[START Dataset entries]

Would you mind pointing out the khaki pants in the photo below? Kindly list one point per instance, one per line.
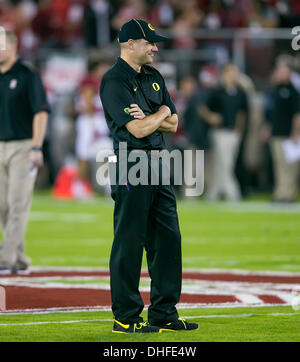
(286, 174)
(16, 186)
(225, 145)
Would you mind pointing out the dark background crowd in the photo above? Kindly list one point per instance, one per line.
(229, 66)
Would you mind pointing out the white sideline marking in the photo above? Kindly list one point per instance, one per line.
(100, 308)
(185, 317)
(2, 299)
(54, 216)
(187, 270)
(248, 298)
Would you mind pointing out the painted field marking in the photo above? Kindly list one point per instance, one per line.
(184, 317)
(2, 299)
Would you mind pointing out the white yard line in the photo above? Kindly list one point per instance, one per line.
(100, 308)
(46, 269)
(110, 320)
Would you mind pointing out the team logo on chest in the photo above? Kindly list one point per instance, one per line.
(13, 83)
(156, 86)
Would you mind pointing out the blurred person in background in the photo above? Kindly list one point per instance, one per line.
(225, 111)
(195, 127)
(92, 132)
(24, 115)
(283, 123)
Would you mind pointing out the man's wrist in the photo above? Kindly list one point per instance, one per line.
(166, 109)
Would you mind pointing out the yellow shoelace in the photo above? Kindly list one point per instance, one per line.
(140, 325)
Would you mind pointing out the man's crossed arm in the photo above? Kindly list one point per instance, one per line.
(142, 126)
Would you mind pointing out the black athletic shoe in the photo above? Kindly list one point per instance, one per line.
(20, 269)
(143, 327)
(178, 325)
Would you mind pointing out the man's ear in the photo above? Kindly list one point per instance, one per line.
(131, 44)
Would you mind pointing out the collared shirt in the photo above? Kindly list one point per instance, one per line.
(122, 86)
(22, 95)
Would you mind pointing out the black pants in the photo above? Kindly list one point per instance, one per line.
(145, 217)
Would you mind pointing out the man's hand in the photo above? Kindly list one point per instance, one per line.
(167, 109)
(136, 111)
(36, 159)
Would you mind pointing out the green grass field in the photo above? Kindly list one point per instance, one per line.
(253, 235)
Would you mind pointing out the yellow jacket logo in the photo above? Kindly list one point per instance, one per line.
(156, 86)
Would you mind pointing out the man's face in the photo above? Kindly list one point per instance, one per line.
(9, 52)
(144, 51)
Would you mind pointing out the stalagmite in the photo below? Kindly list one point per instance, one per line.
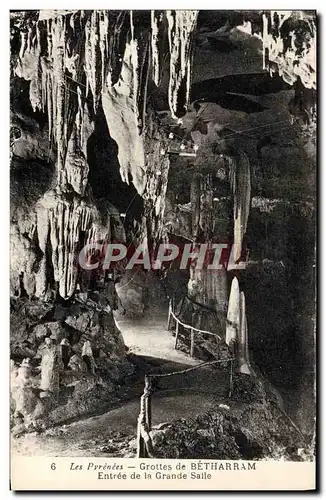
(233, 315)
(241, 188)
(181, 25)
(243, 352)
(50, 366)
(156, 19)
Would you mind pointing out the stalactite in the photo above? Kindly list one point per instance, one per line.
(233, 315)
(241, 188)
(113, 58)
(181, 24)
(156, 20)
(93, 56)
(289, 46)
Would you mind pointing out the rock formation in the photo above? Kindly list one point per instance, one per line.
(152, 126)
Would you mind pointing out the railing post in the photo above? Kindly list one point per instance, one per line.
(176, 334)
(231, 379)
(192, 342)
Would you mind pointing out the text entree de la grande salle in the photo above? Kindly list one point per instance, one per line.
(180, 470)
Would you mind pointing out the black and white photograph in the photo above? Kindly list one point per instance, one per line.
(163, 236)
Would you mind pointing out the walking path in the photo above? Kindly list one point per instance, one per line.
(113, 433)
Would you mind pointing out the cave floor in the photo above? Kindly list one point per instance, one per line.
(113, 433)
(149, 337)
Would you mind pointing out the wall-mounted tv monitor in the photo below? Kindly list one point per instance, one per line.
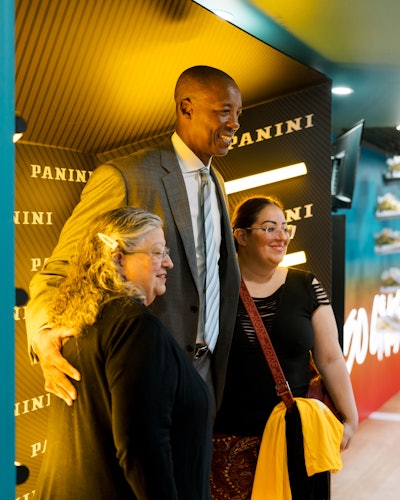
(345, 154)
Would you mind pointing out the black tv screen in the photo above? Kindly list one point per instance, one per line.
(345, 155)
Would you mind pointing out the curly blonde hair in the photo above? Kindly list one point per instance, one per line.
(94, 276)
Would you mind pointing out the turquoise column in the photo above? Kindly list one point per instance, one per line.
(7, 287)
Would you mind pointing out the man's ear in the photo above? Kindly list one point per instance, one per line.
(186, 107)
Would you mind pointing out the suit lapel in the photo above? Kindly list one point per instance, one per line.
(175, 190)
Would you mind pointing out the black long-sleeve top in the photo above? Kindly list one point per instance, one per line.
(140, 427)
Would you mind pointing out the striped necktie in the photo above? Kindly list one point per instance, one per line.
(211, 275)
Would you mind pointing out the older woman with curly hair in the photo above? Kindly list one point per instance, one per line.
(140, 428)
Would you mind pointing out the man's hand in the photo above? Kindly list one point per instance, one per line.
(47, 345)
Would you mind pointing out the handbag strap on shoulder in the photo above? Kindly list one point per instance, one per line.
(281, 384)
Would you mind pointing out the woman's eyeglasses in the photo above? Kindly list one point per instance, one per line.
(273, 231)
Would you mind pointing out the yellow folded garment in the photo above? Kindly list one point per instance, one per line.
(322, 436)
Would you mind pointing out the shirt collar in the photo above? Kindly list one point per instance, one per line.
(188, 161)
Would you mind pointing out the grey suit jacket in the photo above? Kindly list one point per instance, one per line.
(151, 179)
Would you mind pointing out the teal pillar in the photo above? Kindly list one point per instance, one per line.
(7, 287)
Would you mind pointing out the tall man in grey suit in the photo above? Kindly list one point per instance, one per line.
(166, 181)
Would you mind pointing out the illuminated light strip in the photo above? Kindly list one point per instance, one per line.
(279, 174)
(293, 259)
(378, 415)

[END Dataset entries]
[START Dataset entries]

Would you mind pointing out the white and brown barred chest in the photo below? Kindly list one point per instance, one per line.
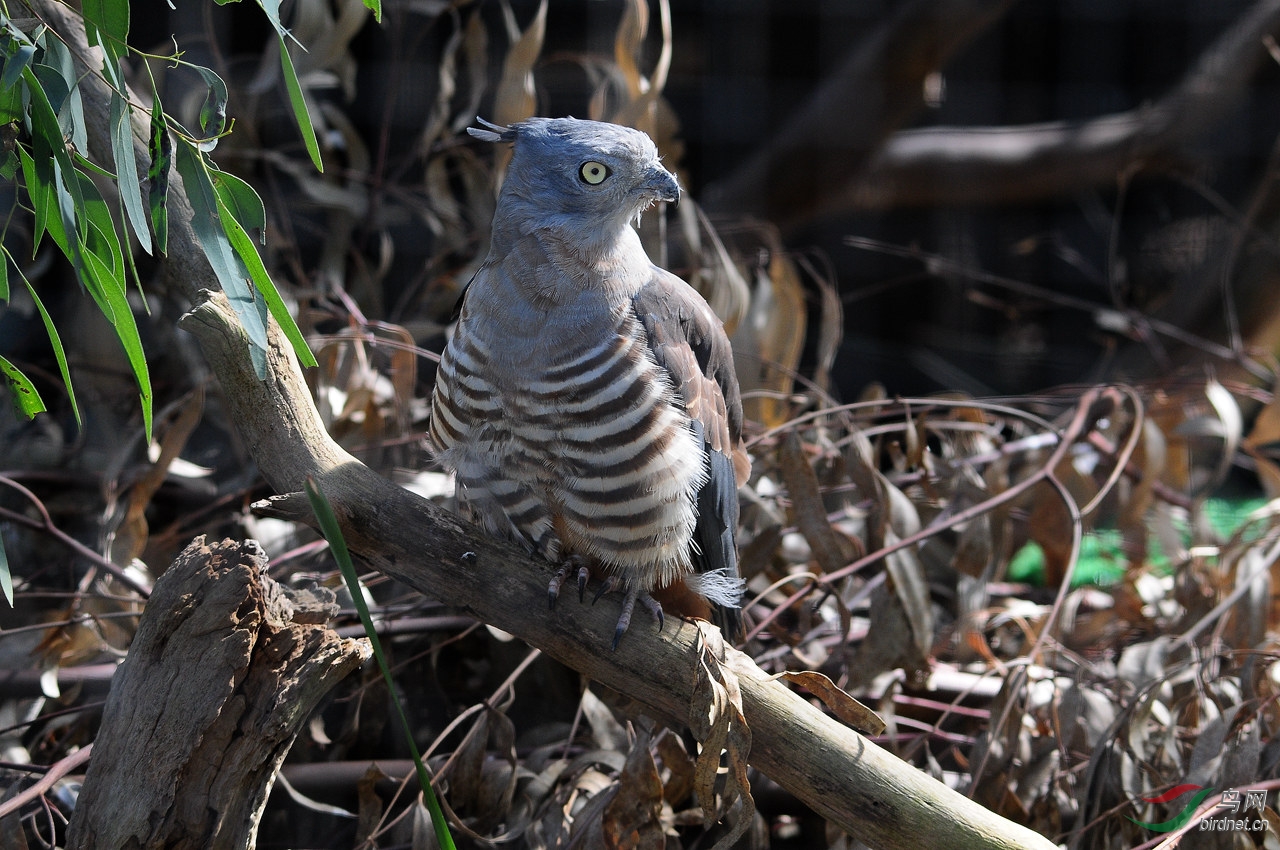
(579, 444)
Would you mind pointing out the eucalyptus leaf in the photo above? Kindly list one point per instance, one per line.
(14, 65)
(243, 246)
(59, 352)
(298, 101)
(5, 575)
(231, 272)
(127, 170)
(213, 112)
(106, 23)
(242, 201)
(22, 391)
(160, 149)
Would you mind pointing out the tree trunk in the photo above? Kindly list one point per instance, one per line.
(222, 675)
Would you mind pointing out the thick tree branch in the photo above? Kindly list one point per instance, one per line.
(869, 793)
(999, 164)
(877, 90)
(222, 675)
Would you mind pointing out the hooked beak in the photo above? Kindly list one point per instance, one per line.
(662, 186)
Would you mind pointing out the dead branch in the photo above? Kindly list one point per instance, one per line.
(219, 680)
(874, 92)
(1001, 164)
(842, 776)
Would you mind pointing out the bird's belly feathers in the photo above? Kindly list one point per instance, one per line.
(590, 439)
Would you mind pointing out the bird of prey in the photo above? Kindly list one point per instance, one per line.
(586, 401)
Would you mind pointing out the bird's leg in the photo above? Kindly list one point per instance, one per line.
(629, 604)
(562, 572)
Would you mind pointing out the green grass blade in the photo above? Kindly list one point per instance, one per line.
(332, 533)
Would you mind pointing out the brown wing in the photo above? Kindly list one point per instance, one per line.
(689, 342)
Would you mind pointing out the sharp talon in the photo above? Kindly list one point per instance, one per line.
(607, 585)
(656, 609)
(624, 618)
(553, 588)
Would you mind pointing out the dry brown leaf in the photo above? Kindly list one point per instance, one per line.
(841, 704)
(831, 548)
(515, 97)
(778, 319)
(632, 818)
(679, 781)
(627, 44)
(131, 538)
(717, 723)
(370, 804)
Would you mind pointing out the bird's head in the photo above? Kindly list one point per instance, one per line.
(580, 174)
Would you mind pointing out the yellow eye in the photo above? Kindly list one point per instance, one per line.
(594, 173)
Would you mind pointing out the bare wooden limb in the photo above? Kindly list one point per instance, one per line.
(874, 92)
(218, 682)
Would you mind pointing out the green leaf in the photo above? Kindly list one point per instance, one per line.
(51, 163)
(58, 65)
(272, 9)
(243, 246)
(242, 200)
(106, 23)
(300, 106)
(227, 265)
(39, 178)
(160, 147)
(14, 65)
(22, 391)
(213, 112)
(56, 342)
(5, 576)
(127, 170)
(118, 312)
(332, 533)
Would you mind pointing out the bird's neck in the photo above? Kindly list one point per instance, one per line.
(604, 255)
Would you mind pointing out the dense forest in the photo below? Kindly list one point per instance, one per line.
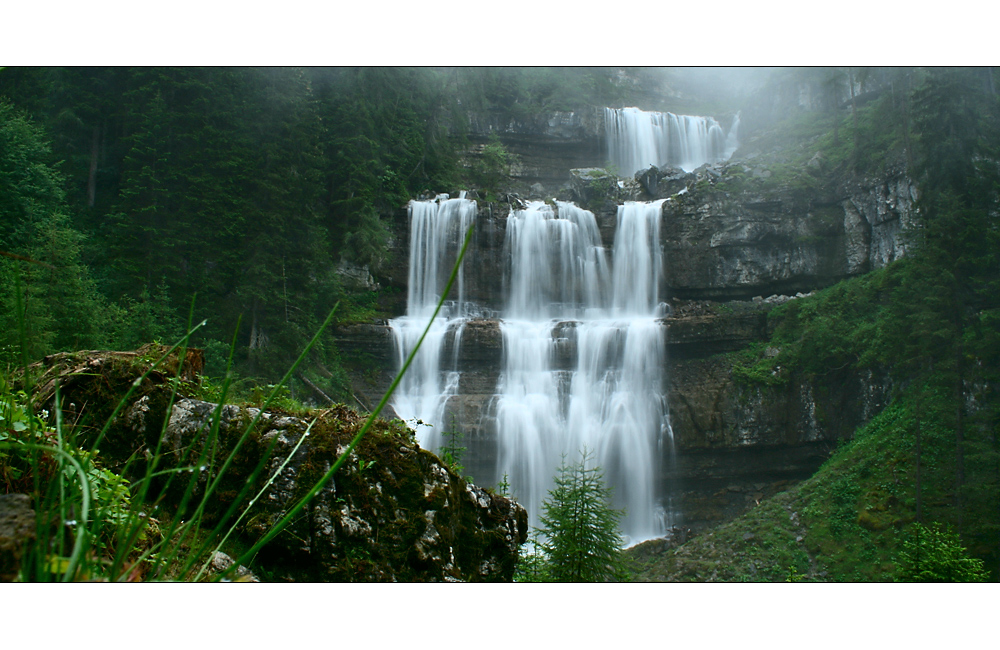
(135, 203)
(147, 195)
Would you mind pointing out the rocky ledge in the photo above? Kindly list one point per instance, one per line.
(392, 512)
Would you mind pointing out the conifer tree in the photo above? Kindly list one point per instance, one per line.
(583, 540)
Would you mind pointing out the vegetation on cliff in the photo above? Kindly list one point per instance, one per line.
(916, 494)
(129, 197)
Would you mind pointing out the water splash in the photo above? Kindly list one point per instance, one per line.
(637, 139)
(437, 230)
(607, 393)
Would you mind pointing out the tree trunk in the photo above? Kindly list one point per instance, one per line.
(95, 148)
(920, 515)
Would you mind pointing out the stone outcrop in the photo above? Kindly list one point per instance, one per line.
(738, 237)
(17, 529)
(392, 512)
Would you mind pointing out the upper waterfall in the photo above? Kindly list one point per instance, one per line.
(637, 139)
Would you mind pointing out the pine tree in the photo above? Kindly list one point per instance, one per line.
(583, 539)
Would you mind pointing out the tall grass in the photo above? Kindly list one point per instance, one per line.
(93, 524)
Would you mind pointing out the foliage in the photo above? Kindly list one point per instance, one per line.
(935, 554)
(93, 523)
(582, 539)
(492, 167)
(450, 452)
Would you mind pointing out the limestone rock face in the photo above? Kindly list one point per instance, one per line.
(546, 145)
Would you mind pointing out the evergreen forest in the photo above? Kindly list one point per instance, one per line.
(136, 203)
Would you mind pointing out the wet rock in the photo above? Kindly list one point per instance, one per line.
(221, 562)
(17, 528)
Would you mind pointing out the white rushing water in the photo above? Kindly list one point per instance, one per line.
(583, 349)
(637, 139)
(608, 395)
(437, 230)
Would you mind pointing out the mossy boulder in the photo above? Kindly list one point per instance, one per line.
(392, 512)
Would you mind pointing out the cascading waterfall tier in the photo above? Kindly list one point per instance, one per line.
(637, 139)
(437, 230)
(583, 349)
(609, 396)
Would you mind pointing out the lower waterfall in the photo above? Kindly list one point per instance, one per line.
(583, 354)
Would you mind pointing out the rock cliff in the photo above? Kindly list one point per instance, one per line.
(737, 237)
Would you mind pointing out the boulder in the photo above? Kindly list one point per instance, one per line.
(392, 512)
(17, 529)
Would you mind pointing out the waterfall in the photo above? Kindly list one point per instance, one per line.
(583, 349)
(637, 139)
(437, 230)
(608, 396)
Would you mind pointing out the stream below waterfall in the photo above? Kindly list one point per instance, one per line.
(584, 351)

[END Dataset entries]
[START Dataset entries]

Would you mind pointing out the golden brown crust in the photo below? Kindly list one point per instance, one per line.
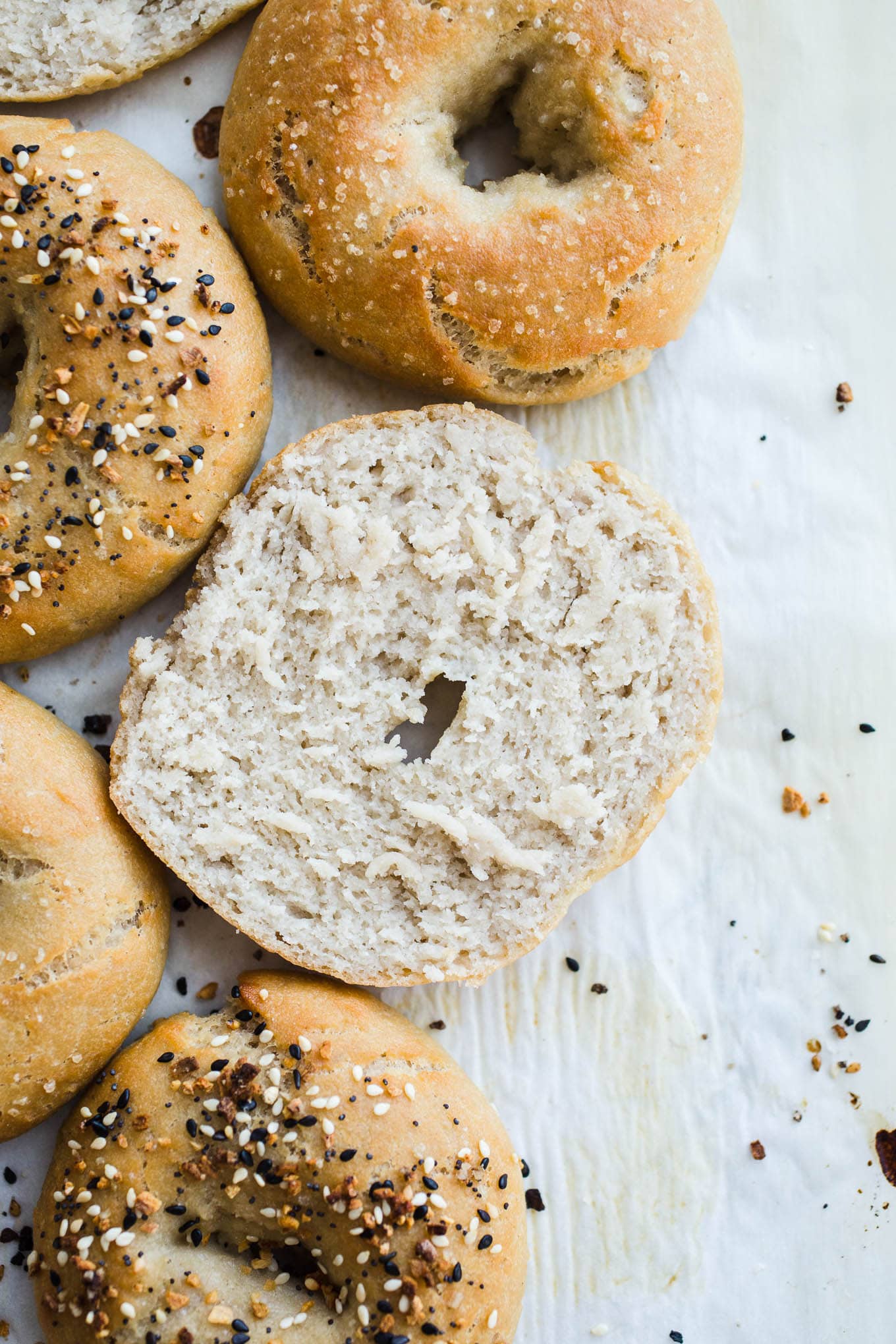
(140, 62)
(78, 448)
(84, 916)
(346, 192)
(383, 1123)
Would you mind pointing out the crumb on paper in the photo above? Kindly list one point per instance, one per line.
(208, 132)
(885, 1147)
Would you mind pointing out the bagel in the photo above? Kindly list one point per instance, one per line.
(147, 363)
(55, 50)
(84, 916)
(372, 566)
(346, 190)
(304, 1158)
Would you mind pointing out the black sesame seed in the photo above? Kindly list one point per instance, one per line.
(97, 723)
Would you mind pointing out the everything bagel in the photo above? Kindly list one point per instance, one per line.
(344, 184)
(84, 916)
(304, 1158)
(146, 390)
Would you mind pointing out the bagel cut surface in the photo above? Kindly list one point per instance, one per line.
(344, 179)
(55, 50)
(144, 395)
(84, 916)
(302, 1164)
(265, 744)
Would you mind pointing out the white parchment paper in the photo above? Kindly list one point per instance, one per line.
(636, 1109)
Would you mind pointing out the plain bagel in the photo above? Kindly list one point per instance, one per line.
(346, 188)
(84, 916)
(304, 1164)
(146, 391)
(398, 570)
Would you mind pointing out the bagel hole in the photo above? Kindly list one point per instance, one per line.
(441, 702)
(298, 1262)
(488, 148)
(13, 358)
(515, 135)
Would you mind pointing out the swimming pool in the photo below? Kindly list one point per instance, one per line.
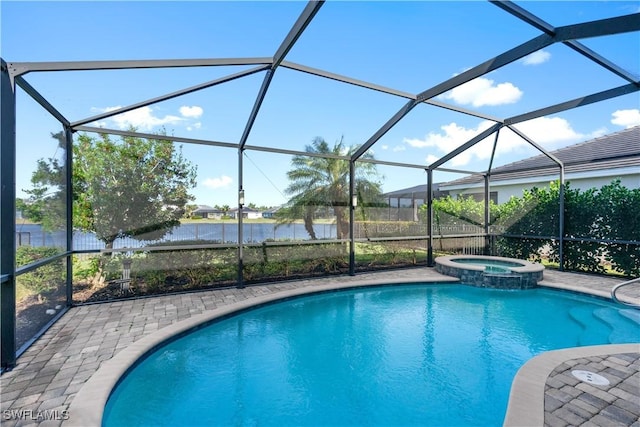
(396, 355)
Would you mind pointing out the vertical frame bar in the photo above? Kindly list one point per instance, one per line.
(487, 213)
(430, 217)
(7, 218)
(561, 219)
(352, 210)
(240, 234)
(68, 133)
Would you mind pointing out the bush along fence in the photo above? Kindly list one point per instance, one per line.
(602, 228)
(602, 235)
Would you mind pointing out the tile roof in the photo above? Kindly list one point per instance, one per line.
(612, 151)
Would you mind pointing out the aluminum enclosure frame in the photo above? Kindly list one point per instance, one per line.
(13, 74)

[END Dataset entries]

▶ [Exercise details]
Report every line in the records above that contains the word "grey", copying each such line in full.

▶ [Correct answer]
Would you mind pointing out the grey suit jacket in the photo above? Kindly list one point per instance, one per line.
Would you mind pointing out the tall man in grey suit in the photo above? Kindly list one point per instance, one per line.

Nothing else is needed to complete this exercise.